■ **TASK STATEMENT**: Write out the disulfiram study summary below, beginning at the words "CONCLUSIONS: A minority" and stopping after "in this population.". Switch "toxicities" to "adverse effects" wherever it occurs.

Pharmacodynamic study of disulfiram in men with non-metastatic recurrent prostate cancer.

BACKGROUND: Preclinical drug screens identified disulfiram as a potent in vitro inhibitor of prostate cancer (PCa) cell growth. Although many mechanisms for its anticancer activity have been proposed, tumor suppressor gene re-expression through promoter demethylation emerged as one of the more plausible.
METHODS: We conducted an open-label, dose escalation trial of disulfiram in men with non-metastatic recurrent PCa after local therapy. Dose escalation occurred if a demethylating 'response' (that is, 10% decrease in peripheral blood mononuclear cell (PBMC) global 5-methyl cytosine (5(me)C) content) was observed in <3 patients in cohort 1. Cohorts 1 and 2 received disulfiram 250 mg and 500 mg daily, respectively. The primary end point was the proportion of subjects with a demethylation response. Secondary end points included the rate of PSA progression at 6 months, changes in PSA doubling time and safety/tolerability.
RESULTS: Changes in global 5(me)C content were observed in two of nine patients (22.2%) in cohort 1 and 3 of 10 (30.0%) in cohort 2. Only five subjects were on trial for 6 months, all were in cohort 1 and all had PSA progression by 6 months. No changes in PSA kinetics were observed in either cohort. Disulfiram was poorly tolerated with six patients experiencing grade 3 adverse events (three per cohort). Three of the responders displayed pretreatment instability in their 5(me)C content.
CONCLUSIONS: A minority of patients had transient global PBMC demethylation changes. Instability in 5(me)C may limit the reproducibility of these findings, limiting our ability to confirm our hypothesis. Given the toxicities and no clinical benefits, further development of disulfiram should not be pursued in this population.

■ **Natural-language object grounding data**:
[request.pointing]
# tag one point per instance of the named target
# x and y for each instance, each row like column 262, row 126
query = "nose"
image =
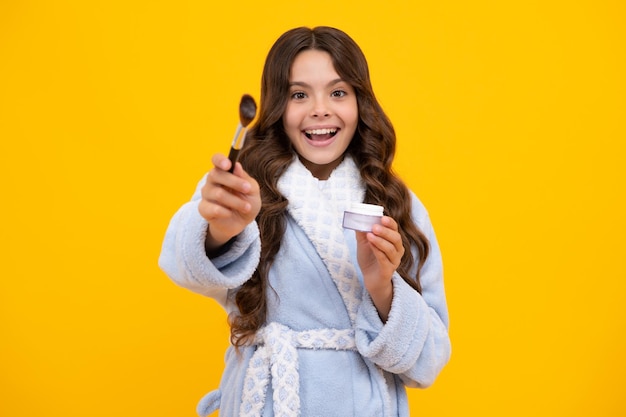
column 320, row 108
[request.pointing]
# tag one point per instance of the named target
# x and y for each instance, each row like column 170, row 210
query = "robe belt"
column 276, row 357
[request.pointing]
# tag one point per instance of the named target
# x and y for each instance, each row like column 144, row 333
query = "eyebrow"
column 303, row 84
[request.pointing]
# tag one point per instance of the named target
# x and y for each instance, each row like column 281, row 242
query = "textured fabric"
column 307, row 292
column 277, row 356
column 321, row 219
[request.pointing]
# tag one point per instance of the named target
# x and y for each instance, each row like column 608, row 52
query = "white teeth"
column 320, row 131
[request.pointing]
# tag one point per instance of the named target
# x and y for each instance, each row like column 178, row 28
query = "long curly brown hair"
column 268, row 152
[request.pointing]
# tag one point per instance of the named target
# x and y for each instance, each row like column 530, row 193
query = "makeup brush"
column 247, row 112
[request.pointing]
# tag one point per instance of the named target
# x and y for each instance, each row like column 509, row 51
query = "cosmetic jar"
column 362, row 217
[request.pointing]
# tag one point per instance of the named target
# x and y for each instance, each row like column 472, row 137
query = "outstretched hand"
column 379, row 253
column 230, row 201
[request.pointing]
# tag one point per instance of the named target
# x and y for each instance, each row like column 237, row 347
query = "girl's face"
column 322, row 113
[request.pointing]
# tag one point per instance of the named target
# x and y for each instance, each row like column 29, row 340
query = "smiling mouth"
column 320, row 134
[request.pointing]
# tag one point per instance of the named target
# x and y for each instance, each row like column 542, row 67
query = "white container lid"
column 366, row 209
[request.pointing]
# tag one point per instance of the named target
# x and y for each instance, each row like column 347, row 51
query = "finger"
column 218, row 177
column 389, row 233
column 221, row 161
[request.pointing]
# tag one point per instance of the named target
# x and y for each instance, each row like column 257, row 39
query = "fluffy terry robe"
column 324, row 350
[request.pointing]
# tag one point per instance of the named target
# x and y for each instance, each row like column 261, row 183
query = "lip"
column 317, row 142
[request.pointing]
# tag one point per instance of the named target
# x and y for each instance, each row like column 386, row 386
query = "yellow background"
column 510, row 118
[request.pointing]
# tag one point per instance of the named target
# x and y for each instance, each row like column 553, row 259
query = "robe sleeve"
column 183, row 257
column 414, row 342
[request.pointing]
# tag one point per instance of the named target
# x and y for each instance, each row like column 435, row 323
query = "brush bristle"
column 247, row 110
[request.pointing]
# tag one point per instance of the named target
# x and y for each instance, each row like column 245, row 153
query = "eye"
column 298, row 95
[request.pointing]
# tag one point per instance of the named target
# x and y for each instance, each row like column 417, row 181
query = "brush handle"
column 233, row 155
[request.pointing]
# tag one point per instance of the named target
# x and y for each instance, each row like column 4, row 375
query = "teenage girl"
column 325, row 321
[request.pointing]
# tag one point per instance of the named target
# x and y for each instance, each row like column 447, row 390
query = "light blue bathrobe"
column 324, row 350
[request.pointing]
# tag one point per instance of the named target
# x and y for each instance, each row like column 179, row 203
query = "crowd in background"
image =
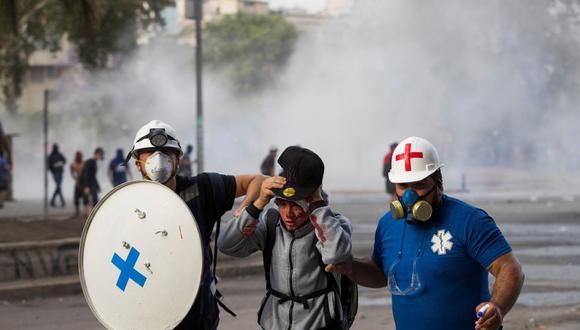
column 84, row 173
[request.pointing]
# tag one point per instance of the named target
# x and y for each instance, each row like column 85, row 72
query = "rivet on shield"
column 162, row 232
column 148, row 266
column 140, row 214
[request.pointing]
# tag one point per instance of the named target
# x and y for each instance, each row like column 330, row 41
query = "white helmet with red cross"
column 413, row 160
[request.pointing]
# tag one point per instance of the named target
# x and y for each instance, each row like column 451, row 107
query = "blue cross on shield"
column 128, row 271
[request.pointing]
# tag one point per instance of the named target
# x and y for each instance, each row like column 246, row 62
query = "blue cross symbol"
column 128, row 270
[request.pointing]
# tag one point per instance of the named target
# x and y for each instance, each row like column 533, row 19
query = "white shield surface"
column 140, row 258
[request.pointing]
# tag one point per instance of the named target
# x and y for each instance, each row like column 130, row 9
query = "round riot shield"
column 140, row 258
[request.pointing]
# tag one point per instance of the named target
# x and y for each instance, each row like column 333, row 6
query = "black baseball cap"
column 303, row 170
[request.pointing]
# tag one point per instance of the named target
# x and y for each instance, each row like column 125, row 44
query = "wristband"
column 253, row 210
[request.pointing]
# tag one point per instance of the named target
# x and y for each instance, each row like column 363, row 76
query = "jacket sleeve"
column 232, row 241
column 333, row 231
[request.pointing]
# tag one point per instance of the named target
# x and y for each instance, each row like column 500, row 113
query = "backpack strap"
column 218, row 189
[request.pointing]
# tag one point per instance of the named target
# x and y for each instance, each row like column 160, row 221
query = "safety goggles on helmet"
column 157, row 137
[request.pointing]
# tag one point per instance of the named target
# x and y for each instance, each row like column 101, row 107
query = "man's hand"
column 266, row 193
column 315, row 196
column 249, row 227
column 343, row 268
column 491, row 318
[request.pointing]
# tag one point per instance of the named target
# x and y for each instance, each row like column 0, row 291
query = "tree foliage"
column 249, row 50
column 98, row 29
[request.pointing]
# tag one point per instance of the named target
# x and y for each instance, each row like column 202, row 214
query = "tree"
column 249, row 50
column 98, row 28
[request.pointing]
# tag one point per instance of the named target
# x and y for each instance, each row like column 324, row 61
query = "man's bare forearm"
column 507, row 287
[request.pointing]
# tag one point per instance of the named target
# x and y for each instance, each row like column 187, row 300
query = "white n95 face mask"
column 159, row 167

■ **WRITTEN REPLY**:
CONCLUSIONS: A minority of patients had transient global PBMC demethylation changes. Instability in 5(me)C may limit the reproducibility of these findings, limiting our ability to confirm our hypothesis. Given the adverse effects and no clinical benefits, further development of disulfiram should not be pursued in this population.